Restituez les lignes de tous les items ci-dessous sous forme de liste numérotée, en omettant les lignes vides. Excluez les images de la réponse.

-=-=-

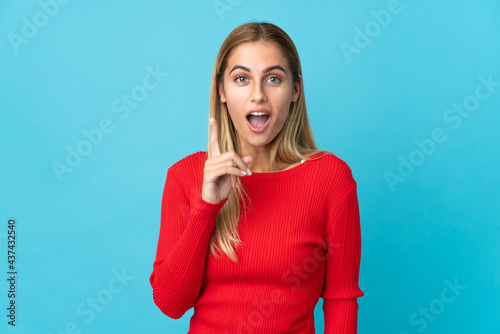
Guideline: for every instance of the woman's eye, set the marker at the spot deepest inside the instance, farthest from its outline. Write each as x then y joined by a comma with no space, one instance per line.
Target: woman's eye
236,79
277,79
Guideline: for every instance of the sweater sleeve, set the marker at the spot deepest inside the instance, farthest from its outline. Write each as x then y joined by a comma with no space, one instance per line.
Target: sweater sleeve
187,223
340,289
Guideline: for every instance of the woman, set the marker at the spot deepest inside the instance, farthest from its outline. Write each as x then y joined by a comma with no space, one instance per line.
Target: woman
255,230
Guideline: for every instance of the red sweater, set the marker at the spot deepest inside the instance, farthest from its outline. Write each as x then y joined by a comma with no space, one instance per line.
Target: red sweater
302,241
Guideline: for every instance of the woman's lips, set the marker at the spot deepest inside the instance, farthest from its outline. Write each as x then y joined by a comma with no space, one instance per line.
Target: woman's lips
258,129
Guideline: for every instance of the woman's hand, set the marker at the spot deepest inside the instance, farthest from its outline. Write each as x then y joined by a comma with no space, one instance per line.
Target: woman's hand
220,172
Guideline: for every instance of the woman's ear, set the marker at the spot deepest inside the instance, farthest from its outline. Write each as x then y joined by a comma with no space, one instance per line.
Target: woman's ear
221,93
296,89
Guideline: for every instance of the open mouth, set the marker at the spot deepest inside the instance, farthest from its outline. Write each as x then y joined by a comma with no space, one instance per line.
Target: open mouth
257,121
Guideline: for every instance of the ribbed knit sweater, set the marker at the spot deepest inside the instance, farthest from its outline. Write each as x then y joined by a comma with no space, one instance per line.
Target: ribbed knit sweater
301,241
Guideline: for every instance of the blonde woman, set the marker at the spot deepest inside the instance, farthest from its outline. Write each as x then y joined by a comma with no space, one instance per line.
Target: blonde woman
255,230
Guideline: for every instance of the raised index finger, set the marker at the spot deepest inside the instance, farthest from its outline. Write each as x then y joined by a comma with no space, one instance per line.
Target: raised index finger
214,138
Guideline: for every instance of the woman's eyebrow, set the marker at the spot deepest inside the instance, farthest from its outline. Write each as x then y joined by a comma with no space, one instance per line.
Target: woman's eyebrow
269,69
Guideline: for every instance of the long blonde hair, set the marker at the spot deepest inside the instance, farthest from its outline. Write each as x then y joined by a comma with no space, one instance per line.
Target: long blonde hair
294,142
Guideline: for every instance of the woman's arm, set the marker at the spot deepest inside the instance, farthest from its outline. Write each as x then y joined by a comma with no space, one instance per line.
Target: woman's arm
340,290
187,222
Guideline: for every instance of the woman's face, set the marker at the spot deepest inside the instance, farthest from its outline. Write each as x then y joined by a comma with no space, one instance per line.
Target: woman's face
257,76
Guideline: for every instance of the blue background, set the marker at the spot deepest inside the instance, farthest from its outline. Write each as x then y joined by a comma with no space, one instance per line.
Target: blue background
438,224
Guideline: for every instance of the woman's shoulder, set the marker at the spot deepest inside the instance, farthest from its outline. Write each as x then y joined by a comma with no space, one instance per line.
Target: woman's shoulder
189,166
337,170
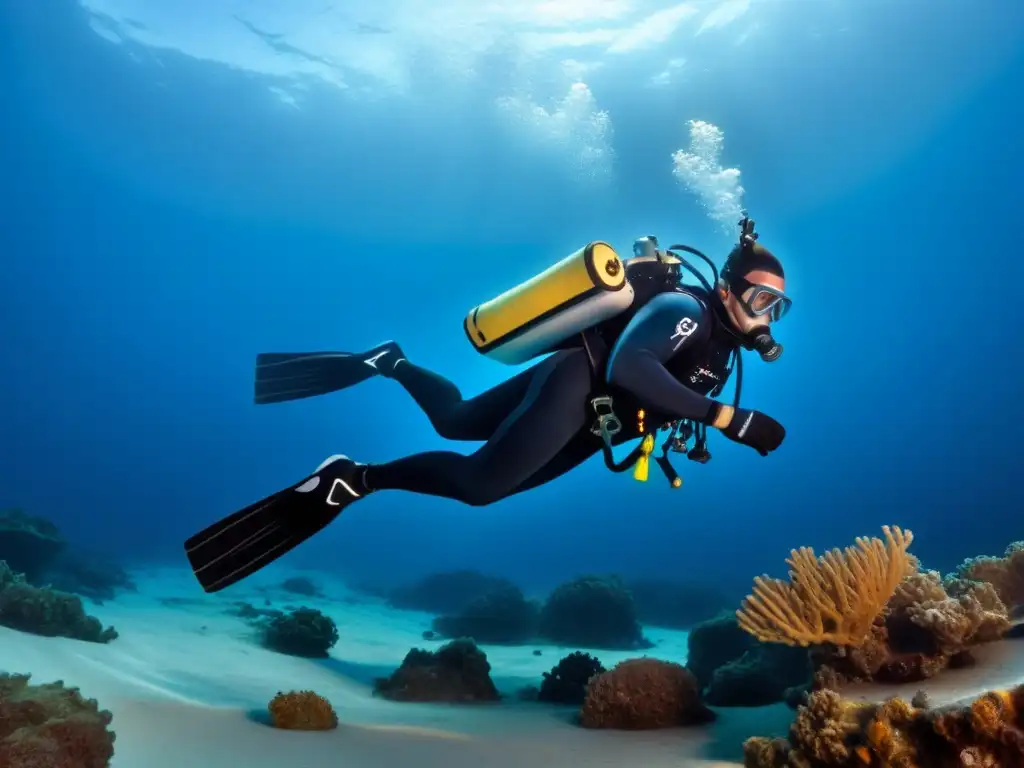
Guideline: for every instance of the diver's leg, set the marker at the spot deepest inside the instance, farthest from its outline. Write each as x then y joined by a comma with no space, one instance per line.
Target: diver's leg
453,417
580,449
551,414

-=-=-

- _Résultat attendu_
1. Guideline: for every instance of the woman's eye, set the marker at the spot deepest inside the instance, farthest from its outline. Write each as x then y joined by a comma with no space, one instance per line.
2. Target: woman's eye
3. 236,79
4. 277,79
5. Guideline: for every instance of the sweater sleeve, set the marker at the spot deepest inside the instance, farthest from its outline. Write each as x then y joined by a comma with no space, one instance per line.
6. Target: sweater sleeve
7. 187,223
8. 340,289
9. Guideline: for every instance of the woman, set the marker at the spot deepest inside the instance, farthest from its outline. Write each as x then y joined by a comma with no space, one instance per line.
10. Target: woman
11. 255,230
12. Guideline: for every instance of the red sweater, set the marker at the spot deepest inside the instance, farthest from its outline. Write each as x then y joined by a comma with no space, one instance per line.
13. Target: red sweater
14. 302,241
15. Guideline: for every instance of the woman's lips, set the marker at the spot deepest inside the instance, farthest from its outline. Write each as x then y joined by a comma with no space, one instance per line.
16. Target: woman's lips
17. 258,129
18. Guideline: for every instance of the woman's hand, set the marker at the spot deepest inside the instance, farthest from its outline. Write each as x then y joined by a comma with no space, one instance per line.
19. Target: woman's hand
20. 220,172
21. Guideline: for every instance of the woman's ear, set the marker at the spot deepest inside the instance, farthest from its outline. Write each as x then y joined by a comma with no space, one instance per line.
22. Target: woman's ear
23. 221,93
24. 296,89
25. Guideline: for every instance of the open mouth, set the marker at the spot deepest inside the instance, farthest from its outline. Write each as x then y joined by a comma with no space, one instance per line.
26. Target: open mouth
27. 257,121
28. Guideline: for every instance of the ribbed knit sweater, set the marker at the spot deepest inside the instance, farthest from its outline. Write each as x then y joined by a comma with no space, one instance per line.
29. Target: ribbed knit sweater
30. 301,241
31. Guideline: for every instance of the blonde woman, set the marker at the spot deepest inside the instance, farthest from its outline. Write each as x then y joined by a comma with no space, one instance per line.
32. Target: blonde woman
33. 255,230
34. Guideline: for every instance of the raised index finger, set the marker at the spot deepest inside the instance, farthest from its outline. Write each as x then y joined by a comma with no space, one instance per line.
35. Target: raised index finger
36. 214,138
37. Guideline: for every instance of the woman's eyebrow, set the marker at the spot deepest inside the instance, farthest from its outline. Write each as x then y joined by a comma with no space, one instance per line.
38. Target: woman's eyebrow
39. 269,69
40. Guideline: for every instance of the long blonde hair, set the marker at the spot deepest inside the instance, farthest from its outline. Write each as x then y joined by a comma with no space, one instance per line.
41. Target: long blonde hair
42. 294,142
43. Guideline: for every instance of the woman's arm, set the marker at the spot deepest inside the instance, farthest from its outline. Write each as x then y joined by a comma with no space, one instance per line.
44. Target: woman's arm
45. 340,290
46. 187,222
47. Guideline: for every instance of the woman's face, set the marker at the spot deepest inside the instance, farthest from its outline. Write each as x then y joined by a comma with no space, one instance per line.
48. Target: woman's face
49. 257,76
50. Guideline: for every instance of the blue background, set the marker at the spot deepest inside the instance, farthest from its outline. Write each as x then y joined by a comma with no space, one instance per line.
51. Target: blue background
52. 438,224
53. Guideline: for every instance of the woman's shoulder, set the marker at the spot deepest inside the instance, farthest from its outline. Write each as x then y joined by a comma with no space, one instance per line.
54. Target: woman's shoulder
55. 189,166
56. 337,170
57. Guideline: for every instance of the diver's leg, set the marker at the spot deepest inside the instance, farthest from its outline. Write each as x then y joined by a comma with no space, one instance per line.
58. Target: diver's leg
59. 453,417
60. 580,449
61. 551,414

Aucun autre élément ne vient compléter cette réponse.